Dataset rows
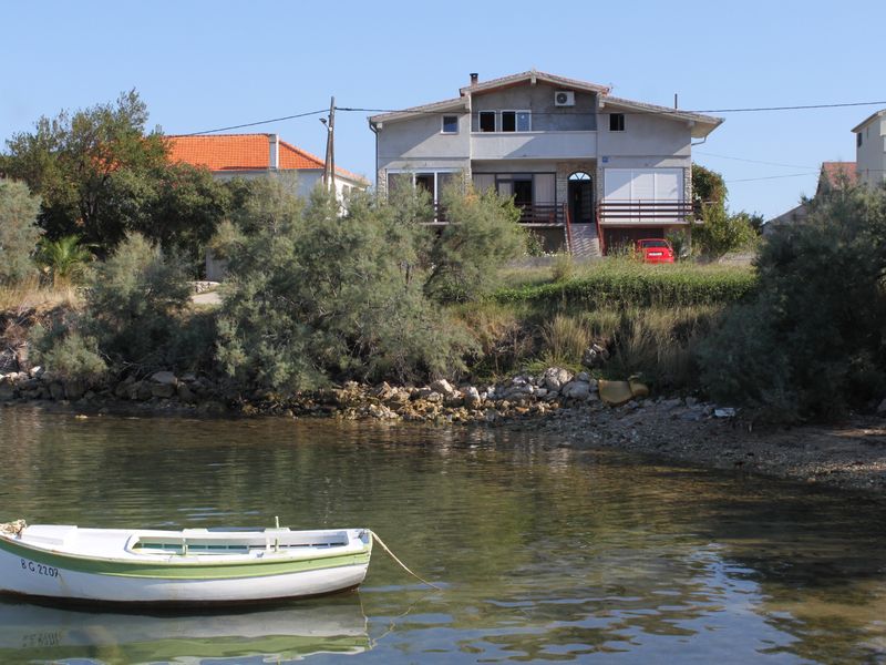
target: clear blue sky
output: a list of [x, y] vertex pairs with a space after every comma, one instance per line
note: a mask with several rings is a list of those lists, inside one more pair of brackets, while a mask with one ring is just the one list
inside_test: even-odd
[[[132, 88], [152, 126], [189, 133], [319, 110], [333, 94], [411, 106], [457, 95], [470, 72], [532, 68], [668, 106], [677, 92], [687, 110], [886, 100], [883, 0], [84, 0], [9, 2], [2, 17], [3, 141]], [[724, 175], [733, 209], [769, 217], [814, 193], [823, 161], [854, 161], [849, 130], [880, 108], [723, 113], [693, 156]], [[337, 115], [336, 161], [371, 178], [367, 115]], [[316, 116], [240, 131], [324, 150]]]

__DIRECTIVE__.
Lay out every line of the records above as a numbered list, skipping blank lines. Leave the pictures out of your answer.

__THE RESULT__.
1. target: clear blue sky
2. output: a list of [x, y] vertex pairs with a space after every comma, one instance per line
3. note: a mask with several rings is a list of those lists, inside one more pair of brackets, while a mask with one ring is just the one list
4. inside_test: even-odd
5. [[[132, 88], [152, 126], [189, 133], [319, 110], [333, 94], [411, 106], [457, 95], [470, 72], [532, 68], [668, 106], [677, 92], [687, 110], [886, 100], [883, 0], [84, 0], [9, 2], [2, 17], [3, 141]], [[724, 175], [733, 209], [769, 217], [814, 193], [823, 161], [854, 161], [849, 130], [880, 108], [723, 113], [693, 156]], [[337, 115], [336, 161], [371, 178], [367, 115]], [[316, 116], [240, 131], [324, 150]]]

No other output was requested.